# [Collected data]
==========

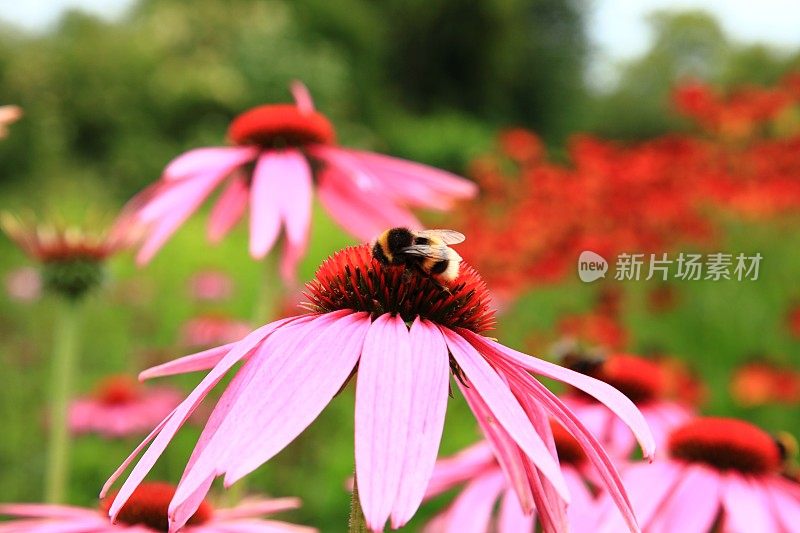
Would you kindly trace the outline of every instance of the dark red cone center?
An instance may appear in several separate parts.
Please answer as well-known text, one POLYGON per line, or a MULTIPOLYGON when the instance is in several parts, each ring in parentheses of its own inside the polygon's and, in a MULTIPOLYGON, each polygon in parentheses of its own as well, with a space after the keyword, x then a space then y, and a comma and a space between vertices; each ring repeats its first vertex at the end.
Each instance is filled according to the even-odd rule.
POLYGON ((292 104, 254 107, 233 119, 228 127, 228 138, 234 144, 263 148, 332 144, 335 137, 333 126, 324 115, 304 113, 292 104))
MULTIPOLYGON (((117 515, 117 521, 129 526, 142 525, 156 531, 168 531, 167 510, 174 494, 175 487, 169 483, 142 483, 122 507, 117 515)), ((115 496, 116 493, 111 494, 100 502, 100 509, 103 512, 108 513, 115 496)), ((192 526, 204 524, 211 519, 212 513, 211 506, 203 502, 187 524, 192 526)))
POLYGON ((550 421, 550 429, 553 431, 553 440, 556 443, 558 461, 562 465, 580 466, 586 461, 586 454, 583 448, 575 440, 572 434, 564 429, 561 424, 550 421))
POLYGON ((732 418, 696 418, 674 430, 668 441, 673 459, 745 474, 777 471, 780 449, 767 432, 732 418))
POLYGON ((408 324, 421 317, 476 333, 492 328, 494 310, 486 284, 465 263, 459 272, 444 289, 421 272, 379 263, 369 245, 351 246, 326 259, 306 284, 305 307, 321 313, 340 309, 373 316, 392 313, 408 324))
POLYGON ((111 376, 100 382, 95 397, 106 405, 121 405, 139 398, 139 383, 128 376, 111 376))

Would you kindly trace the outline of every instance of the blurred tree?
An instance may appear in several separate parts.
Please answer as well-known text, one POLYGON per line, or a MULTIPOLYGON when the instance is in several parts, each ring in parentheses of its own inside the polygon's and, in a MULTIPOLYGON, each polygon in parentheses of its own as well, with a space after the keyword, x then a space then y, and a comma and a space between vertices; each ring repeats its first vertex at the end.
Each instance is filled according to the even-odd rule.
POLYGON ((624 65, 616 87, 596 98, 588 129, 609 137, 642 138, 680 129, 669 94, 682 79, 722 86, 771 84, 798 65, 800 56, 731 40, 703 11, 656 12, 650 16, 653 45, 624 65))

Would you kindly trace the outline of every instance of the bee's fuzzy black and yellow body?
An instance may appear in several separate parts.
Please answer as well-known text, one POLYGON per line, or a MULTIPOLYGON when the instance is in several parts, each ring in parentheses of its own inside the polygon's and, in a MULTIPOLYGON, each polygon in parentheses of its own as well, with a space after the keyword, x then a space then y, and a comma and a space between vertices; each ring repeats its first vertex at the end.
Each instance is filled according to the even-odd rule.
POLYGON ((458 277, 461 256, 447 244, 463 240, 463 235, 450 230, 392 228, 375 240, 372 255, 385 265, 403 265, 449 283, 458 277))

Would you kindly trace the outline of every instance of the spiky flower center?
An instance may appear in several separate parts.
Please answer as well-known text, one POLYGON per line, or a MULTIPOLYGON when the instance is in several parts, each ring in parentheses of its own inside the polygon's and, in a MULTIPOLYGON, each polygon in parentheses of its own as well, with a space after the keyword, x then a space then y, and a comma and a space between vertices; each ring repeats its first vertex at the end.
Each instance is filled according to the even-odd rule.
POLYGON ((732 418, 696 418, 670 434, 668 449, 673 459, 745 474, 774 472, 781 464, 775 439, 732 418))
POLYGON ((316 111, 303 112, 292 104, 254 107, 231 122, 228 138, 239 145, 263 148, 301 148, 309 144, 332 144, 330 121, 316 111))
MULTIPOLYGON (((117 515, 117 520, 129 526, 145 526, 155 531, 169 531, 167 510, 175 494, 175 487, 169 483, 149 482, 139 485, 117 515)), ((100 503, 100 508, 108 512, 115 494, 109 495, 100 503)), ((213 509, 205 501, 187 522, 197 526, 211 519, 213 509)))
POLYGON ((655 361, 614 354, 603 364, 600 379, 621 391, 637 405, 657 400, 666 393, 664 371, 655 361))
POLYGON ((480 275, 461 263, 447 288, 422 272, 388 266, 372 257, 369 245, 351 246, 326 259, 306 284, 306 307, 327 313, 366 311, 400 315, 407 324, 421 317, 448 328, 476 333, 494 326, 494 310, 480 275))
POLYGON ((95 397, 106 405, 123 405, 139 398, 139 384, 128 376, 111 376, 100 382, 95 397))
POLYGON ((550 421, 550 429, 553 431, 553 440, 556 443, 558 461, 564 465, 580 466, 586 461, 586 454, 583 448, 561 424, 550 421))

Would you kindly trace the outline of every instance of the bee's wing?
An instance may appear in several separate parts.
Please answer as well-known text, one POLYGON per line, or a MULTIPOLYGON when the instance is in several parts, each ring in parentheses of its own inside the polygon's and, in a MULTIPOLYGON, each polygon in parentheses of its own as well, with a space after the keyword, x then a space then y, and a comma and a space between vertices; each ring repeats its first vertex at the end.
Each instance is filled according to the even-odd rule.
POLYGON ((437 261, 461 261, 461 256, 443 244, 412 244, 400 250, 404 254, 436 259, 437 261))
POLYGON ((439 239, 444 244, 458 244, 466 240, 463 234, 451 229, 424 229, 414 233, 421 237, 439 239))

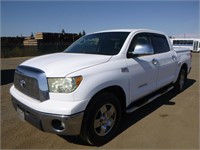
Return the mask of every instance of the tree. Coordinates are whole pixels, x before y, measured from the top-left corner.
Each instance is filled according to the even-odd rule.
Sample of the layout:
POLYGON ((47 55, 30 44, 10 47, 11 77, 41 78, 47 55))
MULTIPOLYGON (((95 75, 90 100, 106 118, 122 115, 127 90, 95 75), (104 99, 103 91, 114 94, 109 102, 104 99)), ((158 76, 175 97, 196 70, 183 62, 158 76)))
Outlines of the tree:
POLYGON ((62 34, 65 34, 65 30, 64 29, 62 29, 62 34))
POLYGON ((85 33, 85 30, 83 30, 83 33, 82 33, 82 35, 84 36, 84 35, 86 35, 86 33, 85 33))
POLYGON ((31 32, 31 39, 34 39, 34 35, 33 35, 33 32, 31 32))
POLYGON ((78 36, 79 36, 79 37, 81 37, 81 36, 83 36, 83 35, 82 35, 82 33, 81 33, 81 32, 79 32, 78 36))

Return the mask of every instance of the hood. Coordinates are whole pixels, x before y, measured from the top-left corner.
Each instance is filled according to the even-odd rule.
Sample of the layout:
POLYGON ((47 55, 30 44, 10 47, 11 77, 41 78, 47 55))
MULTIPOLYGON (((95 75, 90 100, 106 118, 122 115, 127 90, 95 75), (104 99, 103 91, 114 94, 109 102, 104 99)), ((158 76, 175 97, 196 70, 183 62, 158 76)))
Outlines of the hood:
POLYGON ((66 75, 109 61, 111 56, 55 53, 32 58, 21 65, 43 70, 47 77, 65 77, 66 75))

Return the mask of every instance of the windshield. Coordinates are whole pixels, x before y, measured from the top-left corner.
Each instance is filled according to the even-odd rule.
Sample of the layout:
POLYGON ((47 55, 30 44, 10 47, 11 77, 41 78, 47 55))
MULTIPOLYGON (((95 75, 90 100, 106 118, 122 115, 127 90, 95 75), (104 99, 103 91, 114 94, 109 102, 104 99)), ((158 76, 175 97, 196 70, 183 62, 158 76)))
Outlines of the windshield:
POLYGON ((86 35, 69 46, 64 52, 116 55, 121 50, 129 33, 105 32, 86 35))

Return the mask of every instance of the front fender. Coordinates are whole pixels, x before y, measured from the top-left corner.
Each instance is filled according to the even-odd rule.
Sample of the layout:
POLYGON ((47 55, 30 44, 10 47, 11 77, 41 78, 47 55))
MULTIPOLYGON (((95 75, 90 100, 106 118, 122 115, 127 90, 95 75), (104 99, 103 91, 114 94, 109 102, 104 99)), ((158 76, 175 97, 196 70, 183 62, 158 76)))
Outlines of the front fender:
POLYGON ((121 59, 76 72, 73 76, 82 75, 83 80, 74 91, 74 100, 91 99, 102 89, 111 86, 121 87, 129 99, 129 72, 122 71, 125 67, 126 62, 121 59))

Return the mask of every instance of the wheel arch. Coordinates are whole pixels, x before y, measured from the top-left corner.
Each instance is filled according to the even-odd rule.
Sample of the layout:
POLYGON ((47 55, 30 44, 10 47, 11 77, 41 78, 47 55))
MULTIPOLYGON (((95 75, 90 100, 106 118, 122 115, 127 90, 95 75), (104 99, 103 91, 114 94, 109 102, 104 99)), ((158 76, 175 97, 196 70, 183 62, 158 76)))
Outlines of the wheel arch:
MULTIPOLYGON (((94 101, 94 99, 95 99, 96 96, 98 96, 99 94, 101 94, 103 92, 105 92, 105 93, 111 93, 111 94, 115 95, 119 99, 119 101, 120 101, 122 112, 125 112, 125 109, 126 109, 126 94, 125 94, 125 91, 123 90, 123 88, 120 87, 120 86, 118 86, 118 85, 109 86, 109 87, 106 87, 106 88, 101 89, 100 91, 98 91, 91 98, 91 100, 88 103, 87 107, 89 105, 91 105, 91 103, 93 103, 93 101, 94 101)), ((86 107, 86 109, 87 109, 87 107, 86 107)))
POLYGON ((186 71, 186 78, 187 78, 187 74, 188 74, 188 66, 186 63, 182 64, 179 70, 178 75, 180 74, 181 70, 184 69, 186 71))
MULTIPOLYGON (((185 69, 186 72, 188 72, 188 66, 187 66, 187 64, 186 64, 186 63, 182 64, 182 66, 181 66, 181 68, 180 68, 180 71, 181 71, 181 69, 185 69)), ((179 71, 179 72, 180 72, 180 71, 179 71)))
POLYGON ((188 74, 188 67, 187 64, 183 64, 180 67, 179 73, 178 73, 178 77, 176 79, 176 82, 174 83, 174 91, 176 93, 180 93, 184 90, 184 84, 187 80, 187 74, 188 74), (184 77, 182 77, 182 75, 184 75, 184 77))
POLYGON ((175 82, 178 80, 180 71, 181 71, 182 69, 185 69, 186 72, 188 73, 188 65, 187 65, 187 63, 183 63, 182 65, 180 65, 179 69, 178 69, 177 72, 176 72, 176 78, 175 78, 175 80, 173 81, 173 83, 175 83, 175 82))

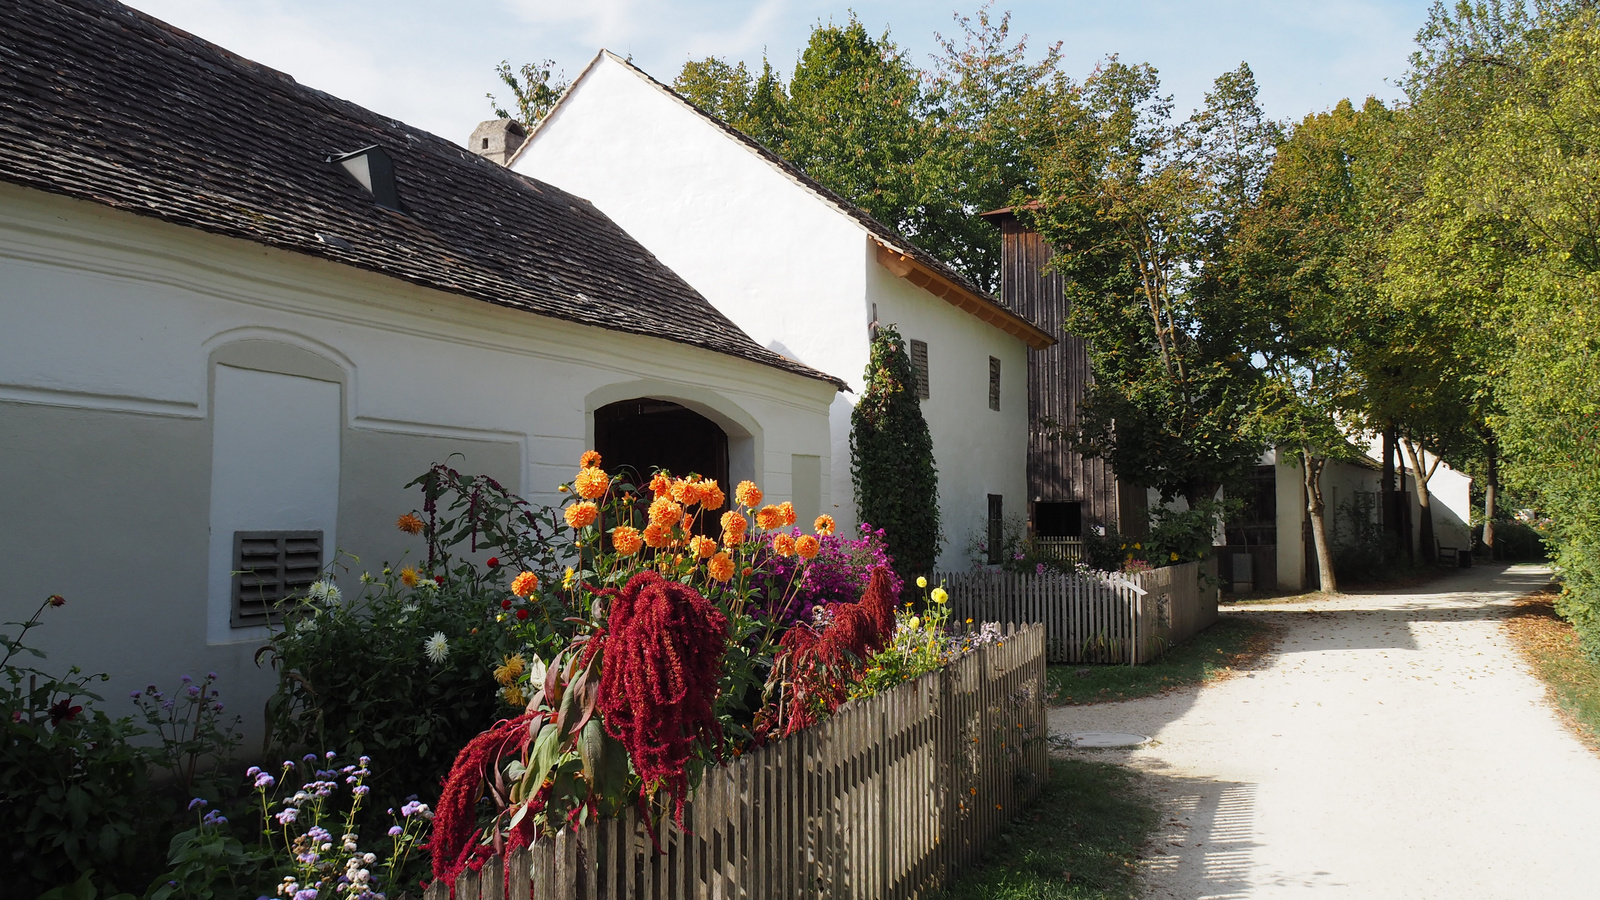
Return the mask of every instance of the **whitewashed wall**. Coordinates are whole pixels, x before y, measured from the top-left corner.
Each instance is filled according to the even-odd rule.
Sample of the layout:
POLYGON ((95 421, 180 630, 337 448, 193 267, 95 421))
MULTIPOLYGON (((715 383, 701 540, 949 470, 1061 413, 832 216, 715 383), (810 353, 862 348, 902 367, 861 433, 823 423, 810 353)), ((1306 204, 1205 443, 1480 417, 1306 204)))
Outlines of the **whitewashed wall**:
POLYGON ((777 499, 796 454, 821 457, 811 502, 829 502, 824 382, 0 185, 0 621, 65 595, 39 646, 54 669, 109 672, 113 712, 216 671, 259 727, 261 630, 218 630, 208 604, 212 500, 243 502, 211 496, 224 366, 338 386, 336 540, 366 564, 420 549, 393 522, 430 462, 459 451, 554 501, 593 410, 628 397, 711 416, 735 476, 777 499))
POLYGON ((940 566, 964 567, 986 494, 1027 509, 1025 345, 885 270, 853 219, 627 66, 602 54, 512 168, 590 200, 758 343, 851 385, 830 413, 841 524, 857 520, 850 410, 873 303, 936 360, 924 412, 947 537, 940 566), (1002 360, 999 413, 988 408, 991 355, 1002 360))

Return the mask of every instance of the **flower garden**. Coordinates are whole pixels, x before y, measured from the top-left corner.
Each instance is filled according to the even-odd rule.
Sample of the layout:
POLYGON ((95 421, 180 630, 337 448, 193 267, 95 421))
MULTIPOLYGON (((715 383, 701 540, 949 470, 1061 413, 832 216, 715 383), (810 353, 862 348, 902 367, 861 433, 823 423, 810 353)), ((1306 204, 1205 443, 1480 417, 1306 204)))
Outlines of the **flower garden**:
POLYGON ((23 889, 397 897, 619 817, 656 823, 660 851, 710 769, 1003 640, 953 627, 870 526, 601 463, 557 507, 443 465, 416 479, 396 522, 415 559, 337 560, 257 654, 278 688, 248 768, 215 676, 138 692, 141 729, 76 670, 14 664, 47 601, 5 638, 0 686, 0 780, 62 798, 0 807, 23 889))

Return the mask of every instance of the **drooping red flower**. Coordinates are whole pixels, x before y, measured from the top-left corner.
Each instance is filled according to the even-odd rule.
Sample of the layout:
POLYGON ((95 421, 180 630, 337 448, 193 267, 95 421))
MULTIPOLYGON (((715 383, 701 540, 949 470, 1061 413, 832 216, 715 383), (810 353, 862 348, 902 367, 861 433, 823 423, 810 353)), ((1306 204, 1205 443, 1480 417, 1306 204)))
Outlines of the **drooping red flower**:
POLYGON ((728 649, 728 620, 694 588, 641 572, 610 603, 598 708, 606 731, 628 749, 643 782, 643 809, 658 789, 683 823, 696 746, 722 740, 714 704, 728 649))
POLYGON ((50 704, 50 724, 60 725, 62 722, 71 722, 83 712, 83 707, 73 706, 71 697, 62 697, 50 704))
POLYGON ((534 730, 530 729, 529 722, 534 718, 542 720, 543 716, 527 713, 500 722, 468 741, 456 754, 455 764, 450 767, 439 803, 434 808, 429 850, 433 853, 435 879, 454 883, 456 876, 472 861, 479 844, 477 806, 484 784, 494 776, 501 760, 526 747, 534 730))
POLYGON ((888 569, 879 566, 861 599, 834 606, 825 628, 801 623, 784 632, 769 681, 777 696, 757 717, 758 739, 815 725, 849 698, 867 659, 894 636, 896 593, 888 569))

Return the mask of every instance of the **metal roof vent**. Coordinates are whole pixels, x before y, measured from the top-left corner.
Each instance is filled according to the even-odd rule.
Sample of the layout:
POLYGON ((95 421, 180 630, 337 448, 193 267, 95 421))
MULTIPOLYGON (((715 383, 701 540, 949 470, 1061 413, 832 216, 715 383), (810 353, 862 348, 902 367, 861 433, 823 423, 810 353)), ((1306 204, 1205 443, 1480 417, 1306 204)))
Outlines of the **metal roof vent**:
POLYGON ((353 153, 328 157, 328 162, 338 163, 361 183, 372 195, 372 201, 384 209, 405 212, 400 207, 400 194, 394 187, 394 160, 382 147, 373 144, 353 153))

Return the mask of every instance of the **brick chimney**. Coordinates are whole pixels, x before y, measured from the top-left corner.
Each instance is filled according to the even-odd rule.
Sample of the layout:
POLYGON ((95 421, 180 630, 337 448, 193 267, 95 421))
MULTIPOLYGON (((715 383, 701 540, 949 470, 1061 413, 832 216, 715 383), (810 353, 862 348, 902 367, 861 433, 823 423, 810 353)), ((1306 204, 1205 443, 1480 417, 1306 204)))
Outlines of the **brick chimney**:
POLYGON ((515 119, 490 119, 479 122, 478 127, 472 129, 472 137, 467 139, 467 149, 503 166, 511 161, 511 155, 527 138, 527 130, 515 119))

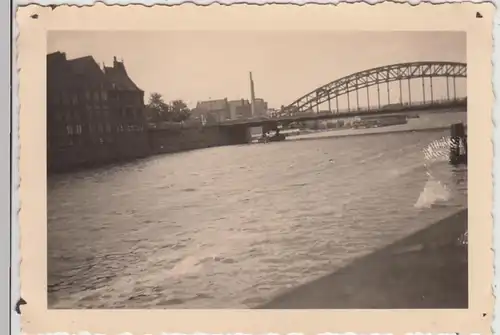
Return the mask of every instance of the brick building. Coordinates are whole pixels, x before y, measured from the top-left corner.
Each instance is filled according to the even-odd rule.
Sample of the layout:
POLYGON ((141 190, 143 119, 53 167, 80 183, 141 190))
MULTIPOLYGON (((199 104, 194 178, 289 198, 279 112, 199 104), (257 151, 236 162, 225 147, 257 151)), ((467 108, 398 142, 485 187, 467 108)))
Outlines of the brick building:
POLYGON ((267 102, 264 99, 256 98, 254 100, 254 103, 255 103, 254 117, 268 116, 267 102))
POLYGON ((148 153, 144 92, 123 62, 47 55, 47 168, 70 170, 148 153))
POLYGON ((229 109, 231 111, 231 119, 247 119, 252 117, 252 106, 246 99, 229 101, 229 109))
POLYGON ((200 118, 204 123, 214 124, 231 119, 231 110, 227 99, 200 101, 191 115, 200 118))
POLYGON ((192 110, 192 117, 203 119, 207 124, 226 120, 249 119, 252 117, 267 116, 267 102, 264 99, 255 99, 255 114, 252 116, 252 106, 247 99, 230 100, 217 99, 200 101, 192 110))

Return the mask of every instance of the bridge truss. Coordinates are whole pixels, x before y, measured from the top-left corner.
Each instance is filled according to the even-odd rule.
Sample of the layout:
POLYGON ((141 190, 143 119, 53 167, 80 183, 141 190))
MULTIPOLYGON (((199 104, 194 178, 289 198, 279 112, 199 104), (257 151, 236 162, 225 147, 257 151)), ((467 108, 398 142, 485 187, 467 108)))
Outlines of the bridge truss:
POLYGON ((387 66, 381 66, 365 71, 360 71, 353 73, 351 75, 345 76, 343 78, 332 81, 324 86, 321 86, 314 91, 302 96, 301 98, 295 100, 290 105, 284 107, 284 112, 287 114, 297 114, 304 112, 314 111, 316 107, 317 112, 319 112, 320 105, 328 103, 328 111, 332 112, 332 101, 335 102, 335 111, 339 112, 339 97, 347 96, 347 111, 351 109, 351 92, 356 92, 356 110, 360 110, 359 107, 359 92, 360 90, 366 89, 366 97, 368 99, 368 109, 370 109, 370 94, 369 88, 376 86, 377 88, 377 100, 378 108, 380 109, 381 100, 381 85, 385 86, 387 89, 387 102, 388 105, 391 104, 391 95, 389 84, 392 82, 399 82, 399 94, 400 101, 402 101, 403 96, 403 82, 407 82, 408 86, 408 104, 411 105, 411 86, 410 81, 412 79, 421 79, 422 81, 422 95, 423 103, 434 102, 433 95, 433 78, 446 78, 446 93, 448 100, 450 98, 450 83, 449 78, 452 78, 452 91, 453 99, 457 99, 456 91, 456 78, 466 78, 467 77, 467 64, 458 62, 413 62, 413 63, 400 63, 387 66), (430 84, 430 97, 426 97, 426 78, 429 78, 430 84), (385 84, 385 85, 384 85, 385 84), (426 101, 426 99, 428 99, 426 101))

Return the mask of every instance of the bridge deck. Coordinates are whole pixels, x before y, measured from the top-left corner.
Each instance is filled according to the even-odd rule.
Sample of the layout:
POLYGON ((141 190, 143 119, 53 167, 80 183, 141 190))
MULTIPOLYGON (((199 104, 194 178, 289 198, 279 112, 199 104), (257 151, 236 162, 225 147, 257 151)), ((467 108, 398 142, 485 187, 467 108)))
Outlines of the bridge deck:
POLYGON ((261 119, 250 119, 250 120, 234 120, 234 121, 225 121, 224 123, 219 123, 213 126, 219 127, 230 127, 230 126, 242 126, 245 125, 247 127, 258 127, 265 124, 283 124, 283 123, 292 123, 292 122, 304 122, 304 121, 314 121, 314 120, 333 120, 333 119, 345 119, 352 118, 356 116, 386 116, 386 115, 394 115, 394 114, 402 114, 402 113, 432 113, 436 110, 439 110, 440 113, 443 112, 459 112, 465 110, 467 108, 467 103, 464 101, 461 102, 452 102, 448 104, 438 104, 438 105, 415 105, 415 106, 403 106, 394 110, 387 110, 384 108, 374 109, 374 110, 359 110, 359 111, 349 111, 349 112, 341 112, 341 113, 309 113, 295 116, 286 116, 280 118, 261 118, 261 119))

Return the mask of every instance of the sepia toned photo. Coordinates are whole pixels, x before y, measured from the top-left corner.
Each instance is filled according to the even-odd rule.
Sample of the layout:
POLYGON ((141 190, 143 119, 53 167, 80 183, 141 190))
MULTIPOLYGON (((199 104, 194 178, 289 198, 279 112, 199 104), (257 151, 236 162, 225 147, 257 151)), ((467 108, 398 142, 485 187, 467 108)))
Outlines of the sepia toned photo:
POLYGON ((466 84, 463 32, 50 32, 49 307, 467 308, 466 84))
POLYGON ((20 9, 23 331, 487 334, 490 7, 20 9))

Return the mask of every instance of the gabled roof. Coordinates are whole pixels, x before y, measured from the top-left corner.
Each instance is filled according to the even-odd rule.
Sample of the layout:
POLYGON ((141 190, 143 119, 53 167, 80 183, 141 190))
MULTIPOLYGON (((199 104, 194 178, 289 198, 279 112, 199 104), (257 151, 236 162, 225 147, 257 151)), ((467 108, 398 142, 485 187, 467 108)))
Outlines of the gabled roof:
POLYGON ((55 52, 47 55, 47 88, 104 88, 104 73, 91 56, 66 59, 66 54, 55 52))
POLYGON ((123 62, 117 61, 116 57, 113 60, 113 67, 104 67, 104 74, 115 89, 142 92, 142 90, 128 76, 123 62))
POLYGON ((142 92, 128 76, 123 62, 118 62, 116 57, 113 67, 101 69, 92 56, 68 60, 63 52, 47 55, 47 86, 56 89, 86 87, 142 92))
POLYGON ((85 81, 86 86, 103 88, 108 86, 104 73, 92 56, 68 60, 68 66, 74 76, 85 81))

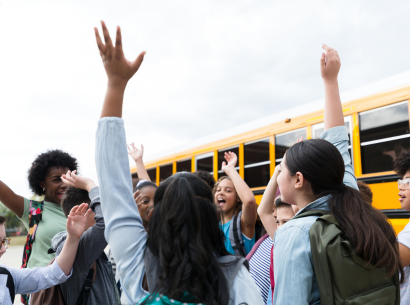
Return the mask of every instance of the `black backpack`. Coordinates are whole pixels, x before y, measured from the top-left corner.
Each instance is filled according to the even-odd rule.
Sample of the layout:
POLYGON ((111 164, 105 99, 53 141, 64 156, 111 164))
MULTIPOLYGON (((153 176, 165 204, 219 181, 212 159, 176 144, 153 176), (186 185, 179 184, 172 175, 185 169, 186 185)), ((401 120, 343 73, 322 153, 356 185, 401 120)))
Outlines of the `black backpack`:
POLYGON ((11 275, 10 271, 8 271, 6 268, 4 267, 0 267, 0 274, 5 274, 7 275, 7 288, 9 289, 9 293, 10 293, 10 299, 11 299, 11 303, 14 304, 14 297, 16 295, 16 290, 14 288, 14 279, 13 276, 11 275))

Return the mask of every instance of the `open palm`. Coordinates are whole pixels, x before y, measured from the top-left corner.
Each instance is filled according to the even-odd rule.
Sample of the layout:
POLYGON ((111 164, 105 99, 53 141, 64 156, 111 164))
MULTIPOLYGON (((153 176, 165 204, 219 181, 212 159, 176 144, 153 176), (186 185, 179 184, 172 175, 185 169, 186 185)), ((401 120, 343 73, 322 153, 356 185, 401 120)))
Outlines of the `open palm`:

==========

The answer consists of the lines above that include the word "center", each copied exactly.

# [Your response]
Would you kindly trace the outline of every instance of the dark red cone center?
Would you kindly trace the outline of every instance of the spiky flower center?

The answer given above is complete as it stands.